## Supplied passage
═══

# New Member How Ya Doing!



## married4real (May 9, 2019)

Hi everyone! I'm Lee and I'm new on TAM. My husband and I have been married over 2 and a half years now soon to be 3 in September this year! Let me tell you we have been through it!!!!! I finally worked up the courage to stop reading post and to actually sign up and start posting! The things my marriage has been through kind of don't matter anymore because we have worked it out. Although tough we made it through. Just to describe I know we are curious I've worked with infidelity,lies, financial problems,mental and physical abuse. I know that sounds like I should have been divorced by now but I have to say forgiveness goes a long way and it helps you cope. I'm not here to offer advice I just like to speak about things and see if there are any women out there just like me who actually fought to stay married to the one they chose to be with! Thanks you will see more from me! Good and bad!


----------



## StillSearching (Feb 8, 2013)

married4real said:


> Hi everyone! I'm Lee and I'm new on TAM. My husband and I have been married over 2 and a half years now soon to be 3 in September this year! Let me tell you we have been through it!!!!! I finally worked up the courage to stop reading post and to actually sign up and start posting! The things my marriage has been through kind of don't matter anymore because we have worked it out. Although tough we made it through. Just to describe I know we are curious I've worked with infidelity,lies, financial problems,mental and physical abuse. I know that sounds like I should have been divorced by now but I have to say forgiveness goes a long way and it helps you cope. I'm not here to offer advice I just like to speak about things and see if there are any women out there just like me who actually fought to stay married to the one they chose to be with! Thanks you will see more from me! Good and bad!


That's great!
Glad to hear it.
It is much more common to hear a BW reconcile successfully.


----------

═══

## Task material
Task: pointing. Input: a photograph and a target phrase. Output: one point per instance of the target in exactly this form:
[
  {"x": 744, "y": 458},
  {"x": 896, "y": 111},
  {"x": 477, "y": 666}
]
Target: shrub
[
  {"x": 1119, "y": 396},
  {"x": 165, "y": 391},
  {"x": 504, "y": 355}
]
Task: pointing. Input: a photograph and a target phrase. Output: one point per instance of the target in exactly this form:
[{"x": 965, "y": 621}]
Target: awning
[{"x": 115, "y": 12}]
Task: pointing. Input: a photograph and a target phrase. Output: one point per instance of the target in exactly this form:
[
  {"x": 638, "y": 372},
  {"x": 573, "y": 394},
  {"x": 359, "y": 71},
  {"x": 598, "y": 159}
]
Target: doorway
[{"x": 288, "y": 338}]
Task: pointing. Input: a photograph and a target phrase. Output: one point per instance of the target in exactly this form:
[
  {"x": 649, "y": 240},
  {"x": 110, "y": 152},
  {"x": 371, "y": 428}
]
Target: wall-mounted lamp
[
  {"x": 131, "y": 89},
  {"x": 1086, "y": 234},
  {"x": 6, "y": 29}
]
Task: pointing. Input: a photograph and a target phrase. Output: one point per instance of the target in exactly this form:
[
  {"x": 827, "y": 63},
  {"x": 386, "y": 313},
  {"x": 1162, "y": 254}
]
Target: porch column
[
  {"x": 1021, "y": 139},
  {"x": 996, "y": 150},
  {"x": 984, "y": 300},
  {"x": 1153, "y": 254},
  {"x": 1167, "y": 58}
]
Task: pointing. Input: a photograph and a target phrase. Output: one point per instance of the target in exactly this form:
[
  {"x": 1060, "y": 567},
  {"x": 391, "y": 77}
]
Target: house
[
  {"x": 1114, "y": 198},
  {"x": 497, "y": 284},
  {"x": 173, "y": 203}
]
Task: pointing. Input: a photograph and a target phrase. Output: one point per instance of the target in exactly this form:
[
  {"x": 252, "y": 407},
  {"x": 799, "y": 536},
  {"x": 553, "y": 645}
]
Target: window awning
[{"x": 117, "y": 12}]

═══

## Problem set
1 > Answer these questions about the forum thread:
(a) What first name does married4real give?
(b) In which month will the marriage reach three years?
(c) What date appears next to StillSearching's name?
2 > Count the lines in the listing that contain the string "awning", with case mattering, and give only the number.
The listing has no connection to the forum thread.

## Results by task
1 >
(a) Lee
(b) September
(c) Feb 8, 2013

2 > 2